Set exercise — Return, without any changes, the part of the listing that runs from its first line through the line containing "M 151 139 L", with both of those lines included.

(Labeled region listing)
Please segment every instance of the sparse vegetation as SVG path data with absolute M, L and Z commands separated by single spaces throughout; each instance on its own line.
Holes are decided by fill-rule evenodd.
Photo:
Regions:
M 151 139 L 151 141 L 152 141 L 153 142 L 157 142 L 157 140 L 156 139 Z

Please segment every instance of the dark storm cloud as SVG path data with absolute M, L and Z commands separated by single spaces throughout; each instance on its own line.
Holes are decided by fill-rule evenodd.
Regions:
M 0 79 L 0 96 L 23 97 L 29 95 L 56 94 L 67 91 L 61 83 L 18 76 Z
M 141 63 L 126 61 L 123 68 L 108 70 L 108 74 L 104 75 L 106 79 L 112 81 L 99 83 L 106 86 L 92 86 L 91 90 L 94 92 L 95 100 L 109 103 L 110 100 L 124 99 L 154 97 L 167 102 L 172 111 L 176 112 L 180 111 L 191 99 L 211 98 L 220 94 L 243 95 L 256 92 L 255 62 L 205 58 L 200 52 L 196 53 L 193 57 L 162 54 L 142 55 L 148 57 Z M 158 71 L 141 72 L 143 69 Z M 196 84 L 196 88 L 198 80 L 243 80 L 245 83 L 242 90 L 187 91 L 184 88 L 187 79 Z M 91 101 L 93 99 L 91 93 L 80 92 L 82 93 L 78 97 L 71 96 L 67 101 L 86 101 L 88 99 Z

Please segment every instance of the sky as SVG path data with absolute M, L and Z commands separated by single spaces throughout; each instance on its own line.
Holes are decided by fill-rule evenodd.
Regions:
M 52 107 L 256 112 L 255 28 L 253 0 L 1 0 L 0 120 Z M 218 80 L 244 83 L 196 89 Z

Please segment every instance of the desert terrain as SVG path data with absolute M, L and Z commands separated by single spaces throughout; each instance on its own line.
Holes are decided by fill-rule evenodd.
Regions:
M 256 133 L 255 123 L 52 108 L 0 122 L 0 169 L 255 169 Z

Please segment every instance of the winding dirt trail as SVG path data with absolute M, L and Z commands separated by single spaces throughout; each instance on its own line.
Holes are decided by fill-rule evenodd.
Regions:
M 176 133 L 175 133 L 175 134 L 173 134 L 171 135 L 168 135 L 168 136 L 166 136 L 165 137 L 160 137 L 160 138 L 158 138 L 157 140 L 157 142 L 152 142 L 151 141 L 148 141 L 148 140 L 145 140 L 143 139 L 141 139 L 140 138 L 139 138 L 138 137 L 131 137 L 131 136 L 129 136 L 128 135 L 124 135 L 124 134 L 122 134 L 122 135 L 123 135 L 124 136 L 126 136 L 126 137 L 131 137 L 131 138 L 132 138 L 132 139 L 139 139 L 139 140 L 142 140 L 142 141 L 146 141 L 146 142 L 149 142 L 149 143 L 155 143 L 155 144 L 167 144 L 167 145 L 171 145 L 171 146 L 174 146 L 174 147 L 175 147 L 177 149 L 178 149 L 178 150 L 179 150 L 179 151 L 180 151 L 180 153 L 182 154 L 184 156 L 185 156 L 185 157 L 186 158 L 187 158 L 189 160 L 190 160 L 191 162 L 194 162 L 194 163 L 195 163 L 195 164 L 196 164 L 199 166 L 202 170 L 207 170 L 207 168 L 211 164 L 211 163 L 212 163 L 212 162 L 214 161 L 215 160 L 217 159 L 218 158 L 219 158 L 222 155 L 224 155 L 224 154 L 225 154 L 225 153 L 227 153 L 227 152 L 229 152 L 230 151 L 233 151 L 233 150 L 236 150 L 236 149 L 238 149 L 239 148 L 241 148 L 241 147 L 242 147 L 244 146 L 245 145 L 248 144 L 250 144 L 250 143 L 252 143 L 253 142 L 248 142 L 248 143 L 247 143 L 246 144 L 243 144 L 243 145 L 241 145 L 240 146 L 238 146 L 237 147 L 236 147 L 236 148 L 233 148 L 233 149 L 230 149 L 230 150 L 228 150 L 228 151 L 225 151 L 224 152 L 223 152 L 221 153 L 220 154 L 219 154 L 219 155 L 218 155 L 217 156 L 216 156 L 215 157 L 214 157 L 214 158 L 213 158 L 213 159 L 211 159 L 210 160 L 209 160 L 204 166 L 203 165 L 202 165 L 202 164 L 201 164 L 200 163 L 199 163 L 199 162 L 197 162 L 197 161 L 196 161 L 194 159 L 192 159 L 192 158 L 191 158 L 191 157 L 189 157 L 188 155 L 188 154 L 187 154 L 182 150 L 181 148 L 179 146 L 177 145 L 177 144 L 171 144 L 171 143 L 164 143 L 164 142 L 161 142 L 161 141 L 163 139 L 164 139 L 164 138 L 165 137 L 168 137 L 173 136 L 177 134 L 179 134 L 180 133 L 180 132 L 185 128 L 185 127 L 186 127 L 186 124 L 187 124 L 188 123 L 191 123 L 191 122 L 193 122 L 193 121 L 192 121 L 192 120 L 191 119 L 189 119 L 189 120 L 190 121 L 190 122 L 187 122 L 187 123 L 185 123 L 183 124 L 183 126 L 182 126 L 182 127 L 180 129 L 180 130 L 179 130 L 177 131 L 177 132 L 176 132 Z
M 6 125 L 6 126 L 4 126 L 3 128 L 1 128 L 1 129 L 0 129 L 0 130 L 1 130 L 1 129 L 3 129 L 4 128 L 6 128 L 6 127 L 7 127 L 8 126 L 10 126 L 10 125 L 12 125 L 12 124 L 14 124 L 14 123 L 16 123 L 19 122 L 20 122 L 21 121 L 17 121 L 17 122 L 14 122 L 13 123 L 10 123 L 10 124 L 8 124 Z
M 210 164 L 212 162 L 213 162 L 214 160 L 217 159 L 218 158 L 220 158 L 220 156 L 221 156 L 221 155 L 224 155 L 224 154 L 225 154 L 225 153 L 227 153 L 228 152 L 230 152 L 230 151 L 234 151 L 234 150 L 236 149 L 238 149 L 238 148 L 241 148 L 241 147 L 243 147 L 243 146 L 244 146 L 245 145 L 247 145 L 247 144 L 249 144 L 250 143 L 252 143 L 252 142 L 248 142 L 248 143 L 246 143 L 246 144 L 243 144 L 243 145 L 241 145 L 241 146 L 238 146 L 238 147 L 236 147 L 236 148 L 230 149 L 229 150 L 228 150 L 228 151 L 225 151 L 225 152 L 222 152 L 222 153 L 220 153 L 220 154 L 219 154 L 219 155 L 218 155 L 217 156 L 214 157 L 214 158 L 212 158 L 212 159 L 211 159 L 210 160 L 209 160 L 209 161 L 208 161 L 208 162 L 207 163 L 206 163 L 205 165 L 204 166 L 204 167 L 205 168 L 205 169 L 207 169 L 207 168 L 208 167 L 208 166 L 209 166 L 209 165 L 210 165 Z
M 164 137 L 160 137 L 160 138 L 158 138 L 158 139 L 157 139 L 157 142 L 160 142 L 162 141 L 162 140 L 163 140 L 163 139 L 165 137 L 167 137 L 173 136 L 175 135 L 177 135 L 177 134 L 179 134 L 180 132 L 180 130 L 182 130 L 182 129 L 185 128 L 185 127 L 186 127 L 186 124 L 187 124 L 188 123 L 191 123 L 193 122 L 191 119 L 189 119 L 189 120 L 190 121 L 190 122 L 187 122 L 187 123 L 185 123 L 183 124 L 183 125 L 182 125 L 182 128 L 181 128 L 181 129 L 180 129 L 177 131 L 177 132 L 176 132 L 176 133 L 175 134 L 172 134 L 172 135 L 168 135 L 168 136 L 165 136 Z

Task answer —
Please segment every instance of the sparse vegetation as SVG path data with absolute M, L and Z commands separated by single spaces throughout; each instance on its own line.
Holes are decided by fill-rule evenodd.
Photo:
Regions:
M 151 139 L 151 141 L 152 141 L 153 142 L 157 142 L 157 140 L 156 139 Z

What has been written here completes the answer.